** Dataset extract **

== == ==

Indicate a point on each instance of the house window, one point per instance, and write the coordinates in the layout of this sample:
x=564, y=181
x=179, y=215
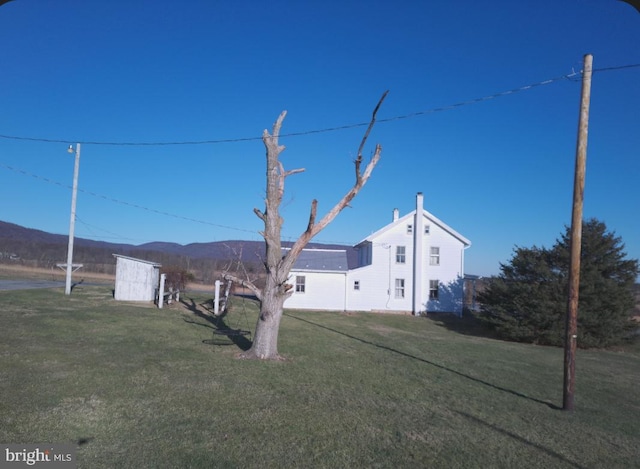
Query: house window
x=400, y=254
x=434, y=256
x=433, y=289
x=300, y=283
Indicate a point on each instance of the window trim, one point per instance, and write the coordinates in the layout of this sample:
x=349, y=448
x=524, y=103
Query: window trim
x=301, y=284
x=434, y=255
x=401, y=254
x=434, y=289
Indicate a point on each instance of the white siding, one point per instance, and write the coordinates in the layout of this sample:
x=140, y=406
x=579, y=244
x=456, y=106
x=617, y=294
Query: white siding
x=135, y=280
x=323, y=291
x=379, y=270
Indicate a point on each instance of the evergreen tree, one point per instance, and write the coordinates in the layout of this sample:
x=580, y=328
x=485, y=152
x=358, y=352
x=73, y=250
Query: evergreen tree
x=528, y=301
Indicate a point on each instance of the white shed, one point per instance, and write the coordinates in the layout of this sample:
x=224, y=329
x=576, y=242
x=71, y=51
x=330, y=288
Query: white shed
x=136, y=279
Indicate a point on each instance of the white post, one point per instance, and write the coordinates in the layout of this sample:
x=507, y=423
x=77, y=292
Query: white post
x=163, y=278
x=72, y=223
x=418, y=242
x=216, y=298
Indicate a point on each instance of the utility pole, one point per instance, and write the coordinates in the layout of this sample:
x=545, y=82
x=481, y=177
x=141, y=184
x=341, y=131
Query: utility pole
x=72, y=222
x=571, y=328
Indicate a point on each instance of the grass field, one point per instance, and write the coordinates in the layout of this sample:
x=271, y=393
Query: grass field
x=134, y=386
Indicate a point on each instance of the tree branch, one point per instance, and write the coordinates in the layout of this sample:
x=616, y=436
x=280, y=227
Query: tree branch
x=361, y=179
x=259, y=213
x=245, y=283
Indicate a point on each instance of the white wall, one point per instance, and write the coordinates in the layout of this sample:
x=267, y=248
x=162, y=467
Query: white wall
x=323, y=291
x=135, y=281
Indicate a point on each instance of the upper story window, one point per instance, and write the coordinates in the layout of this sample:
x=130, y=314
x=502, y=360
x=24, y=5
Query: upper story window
x=434, y=255
x=300, y=283
x=434, y=287
x=401, y=254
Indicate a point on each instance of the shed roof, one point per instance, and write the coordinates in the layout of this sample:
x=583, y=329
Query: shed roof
x=325, y=260
x=155, y=264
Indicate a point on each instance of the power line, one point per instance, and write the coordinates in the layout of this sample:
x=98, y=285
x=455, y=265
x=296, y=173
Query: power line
x=121, y=202
x=327, y=129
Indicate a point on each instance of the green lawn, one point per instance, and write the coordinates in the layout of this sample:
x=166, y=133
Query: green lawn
x=134, y=386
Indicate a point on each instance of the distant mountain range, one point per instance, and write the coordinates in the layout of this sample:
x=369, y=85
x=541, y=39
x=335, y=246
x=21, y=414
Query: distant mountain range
x=18, y=238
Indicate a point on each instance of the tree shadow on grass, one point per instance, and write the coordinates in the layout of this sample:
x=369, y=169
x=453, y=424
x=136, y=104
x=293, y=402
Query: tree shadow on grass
x=437, y=365
x=223, y=334
x=518, y=438
x=468, y=324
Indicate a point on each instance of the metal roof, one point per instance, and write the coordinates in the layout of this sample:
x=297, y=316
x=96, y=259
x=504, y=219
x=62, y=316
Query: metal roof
x=333, y=260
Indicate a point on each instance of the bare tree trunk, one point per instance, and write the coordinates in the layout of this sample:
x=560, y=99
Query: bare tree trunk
x=277, y=290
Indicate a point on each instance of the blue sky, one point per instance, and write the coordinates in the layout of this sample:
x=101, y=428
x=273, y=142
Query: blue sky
x=499, y=171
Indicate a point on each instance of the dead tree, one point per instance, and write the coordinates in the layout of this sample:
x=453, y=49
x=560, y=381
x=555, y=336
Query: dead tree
x=276, y=289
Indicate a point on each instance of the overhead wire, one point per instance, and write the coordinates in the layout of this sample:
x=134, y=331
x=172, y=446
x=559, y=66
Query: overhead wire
x=292, y=134
x=570, y=76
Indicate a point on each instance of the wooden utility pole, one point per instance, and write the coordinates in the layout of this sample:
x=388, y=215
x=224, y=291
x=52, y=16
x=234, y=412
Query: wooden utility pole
x=576, y=239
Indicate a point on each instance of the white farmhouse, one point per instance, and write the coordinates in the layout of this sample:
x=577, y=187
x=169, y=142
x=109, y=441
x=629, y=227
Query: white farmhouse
x=415, y=264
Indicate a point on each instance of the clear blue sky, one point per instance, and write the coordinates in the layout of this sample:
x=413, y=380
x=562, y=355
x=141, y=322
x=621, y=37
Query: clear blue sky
x=498, y=171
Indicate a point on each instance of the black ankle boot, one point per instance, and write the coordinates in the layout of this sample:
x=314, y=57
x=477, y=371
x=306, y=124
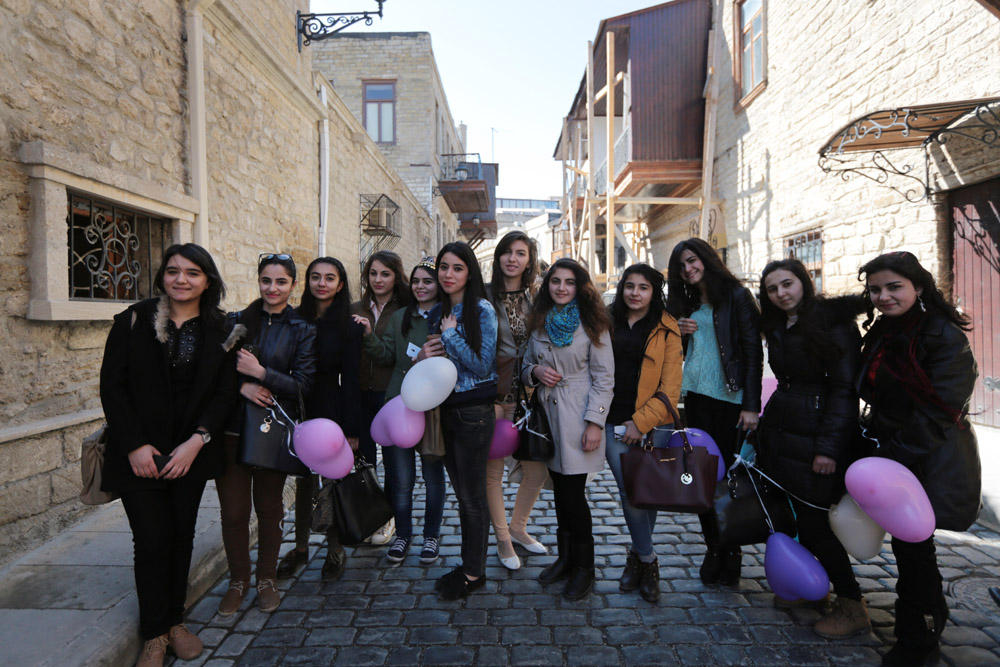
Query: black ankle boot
x=581, y=577
x=560, y=568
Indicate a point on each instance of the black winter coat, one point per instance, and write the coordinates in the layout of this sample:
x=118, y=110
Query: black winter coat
x=942, y=454
x=814, y=410
x=286, y=347
x=137, y=400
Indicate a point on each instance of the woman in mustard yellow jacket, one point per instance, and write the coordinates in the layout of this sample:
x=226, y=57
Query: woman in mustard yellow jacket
x=648, y=359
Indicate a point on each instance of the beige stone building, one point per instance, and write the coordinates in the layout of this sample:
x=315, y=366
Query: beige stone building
x=130, y=126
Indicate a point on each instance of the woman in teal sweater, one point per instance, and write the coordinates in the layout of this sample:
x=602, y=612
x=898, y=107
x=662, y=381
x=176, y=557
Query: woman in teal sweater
x=400, y=347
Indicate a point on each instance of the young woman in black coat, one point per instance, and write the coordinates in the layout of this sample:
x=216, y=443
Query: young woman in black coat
x=168, y=381
x=335, y=395
x=917, y=377
x=808, y=426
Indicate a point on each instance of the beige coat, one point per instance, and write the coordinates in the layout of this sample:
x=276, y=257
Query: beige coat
x=583, y=395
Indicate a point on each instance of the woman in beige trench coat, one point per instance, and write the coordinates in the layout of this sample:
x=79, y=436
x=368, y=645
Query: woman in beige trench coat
x=571, y=362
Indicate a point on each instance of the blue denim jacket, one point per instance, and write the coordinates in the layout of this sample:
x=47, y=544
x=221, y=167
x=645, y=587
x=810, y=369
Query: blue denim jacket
x=473, y=370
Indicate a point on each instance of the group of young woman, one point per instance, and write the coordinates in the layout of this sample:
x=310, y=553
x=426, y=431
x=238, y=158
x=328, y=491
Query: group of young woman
x=178, y=376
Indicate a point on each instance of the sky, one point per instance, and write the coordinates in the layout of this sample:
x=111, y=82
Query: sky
x=510, y=70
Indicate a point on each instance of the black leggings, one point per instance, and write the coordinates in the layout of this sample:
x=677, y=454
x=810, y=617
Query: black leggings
x=572, y=508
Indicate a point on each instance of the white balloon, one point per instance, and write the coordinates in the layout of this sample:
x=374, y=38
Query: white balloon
x=428, y=383
x=858, y=532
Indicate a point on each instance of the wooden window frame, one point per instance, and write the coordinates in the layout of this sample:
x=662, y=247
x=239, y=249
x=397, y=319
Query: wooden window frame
x=743, y=100
x=364, y=108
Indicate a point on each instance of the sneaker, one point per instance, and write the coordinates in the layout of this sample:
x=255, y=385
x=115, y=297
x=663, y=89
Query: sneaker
x=153, y=652
x=429, y=553
x=231, y=601
x=384, y=534
x=268, y=597
x=397, y=552
x=184, y=644
x=292, y=561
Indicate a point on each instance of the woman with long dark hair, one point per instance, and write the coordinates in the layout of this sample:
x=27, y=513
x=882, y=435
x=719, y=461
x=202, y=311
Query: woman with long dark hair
x=648, y=358
x=808, y=427
x=400, y=347
x=917, y=377
x=384, y=291
x=335, y=395
x=276, y=363
x=571, y=361
x=168, y=382
x=515, y=263
x=467, y=325
x=723, y=365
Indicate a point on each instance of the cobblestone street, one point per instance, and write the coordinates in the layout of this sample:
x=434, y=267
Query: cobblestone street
x=377, y=614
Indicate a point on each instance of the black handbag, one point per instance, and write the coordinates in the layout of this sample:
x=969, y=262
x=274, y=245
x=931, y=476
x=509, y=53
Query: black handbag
x=360, y=506
x=266, y=439
x=535, y=443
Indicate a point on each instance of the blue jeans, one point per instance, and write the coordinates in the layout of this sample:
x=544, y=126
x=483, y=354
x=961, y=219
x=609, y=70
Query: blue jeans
x=640, y=522
x=401, y=471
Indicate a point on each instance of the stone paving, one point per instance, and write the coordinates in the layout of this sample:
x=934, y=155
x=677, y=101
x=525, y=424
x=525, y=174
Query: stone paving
x=378, y=614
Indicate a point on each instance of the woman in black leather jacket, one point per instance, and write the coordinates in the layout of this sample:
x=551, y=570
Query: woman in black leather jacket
x=281, y=365
x=718, y=319
x=807, y=429
x=917, y=376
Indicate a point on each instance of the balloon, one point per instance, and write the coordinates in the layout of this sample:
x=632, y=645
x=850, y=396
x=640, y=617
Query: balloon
x=338, y=467
x=893, y=496
x=405, y=426
x=792, y=572
x=428, y=383
x=699, y=438
x=505, y=439
x=379, y=430
x=860, y=535
x=317, y=440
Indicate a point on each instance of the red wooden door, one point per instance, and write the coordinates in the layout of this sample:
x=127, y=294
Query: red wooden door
x=975, y=212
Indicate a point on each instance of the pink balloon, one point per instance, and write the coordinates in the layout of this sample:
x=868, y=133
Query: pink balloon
x=792, y=572
x=699, y=438
x=505, y=439
x=317, y=440
x=405, y=426
x=892, y=496
x=338, y=467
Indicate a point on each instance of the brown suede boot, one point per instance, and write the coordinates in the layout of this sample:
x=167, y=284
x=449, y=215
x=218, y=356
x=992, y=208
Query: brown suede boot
x=848, y=618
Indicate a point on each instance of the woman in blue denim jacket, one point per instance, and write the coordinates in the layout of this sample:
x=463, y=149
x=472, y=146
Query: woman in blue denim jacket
x=467, y=416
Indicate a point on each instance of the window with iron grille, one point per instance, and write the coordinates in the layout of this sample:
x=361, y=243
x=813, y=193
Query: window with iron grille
x=807, y=247
x=112, y=249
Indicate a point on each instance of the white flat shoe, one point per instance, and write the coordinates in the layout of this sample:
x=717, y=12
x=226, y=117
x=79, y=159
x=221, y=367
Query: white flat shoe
x=534, y=546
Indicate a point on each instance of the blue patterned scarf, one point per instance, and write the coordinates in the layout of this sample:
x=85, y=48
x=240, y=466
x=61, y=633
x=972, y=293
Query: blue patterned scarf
x=560, y=325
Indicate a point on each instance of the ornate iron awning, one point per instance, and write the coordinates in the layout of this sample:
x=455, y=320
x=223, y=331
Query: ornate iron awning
x=860, y=147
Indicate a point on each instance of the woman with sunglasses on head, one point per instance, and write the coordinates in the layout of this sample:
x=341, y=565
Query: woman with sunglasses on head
x=335, y=395
x=168, y=382
x=276, y=363
x=514, y=266
x=467, y=325
x=808, y=427
x=917, y=377
x=723, y=366
x=571, y=361
x=648, y=358
x=400, y=347
x=385, y=291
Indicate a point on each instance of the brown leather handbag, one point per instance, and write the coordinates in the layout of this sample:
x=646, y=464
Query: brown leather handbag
x=673, y=479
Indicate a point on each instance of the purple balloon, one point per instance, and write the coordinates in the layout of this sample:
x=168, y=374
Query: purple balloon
x=792, y=572
x=339, y=466
x=892, y=496
x=505, y=439
x=699, y=438
x=405, y=426
x=317, y=441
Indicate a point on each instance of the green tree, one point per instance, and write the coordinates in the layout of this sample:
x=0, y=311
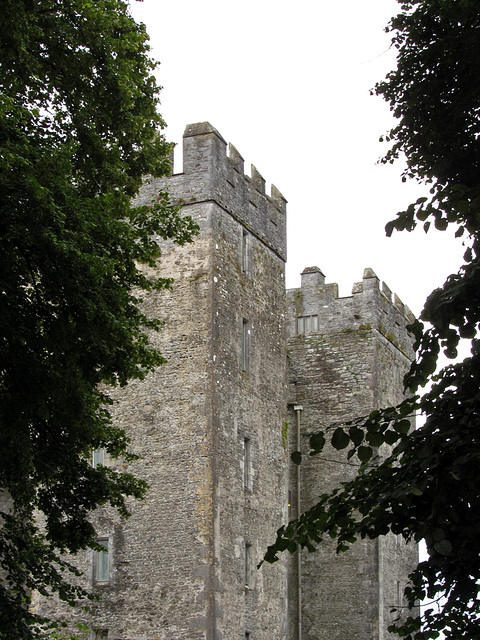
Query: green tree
x=426, y=488
x=79, y=128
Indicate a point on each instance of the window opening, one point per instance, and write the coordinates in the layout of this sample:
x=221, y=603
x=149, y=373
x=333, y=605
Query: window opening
x=98, y=458
x=245, y=243
x=248, y=562
x=307, y=324
x=247, y=464
x=245, y=345
x=102, y=563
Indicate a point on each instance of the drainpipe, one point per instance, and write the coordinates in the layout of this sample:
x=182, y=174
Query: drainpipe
x=298, y=410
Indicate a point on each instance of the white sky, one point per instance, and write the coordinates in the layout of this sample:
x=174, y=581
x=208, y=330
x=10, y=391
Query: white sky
x=288, y=85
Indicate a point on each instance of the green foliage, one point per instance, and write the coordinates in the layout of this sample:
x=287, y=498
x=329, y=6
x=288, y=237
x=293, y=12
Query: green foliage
x=424, y=486
x=78, y=130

== == ==

** Directions **
Echo the lines verbatim, starting at the first line and ending at the line containing "x=379, y=270", with both included. Omit the pictures from the output.

** Problem solution **
Indicate a point on each instance of the house window, one point per instance, and write the coordinates in the layout of this sample:
x=564, y=181
x=179, y=215
Query: house window
x=400, y=254
x=434, y=256
x=433, y=289
x=300, y=283
Indicate a point on each instance of the window trim, one point per instance, and write the coordinates in the layout of this sample:
x=349, y=448
x=524, y=103
Query: window trim
x=301, y=284
x=434, y=255
x=401, y=254
x=434, y=289
Indicate a point on each instance of the white siding, one point per instance, and write the coordinates in the layout of this sample:
x=140, y=406
x=579, y=244
x=456, y=106
x=617, y=294
Query: white siding
x=135, y=280
x=323, y=291
x=379, y=270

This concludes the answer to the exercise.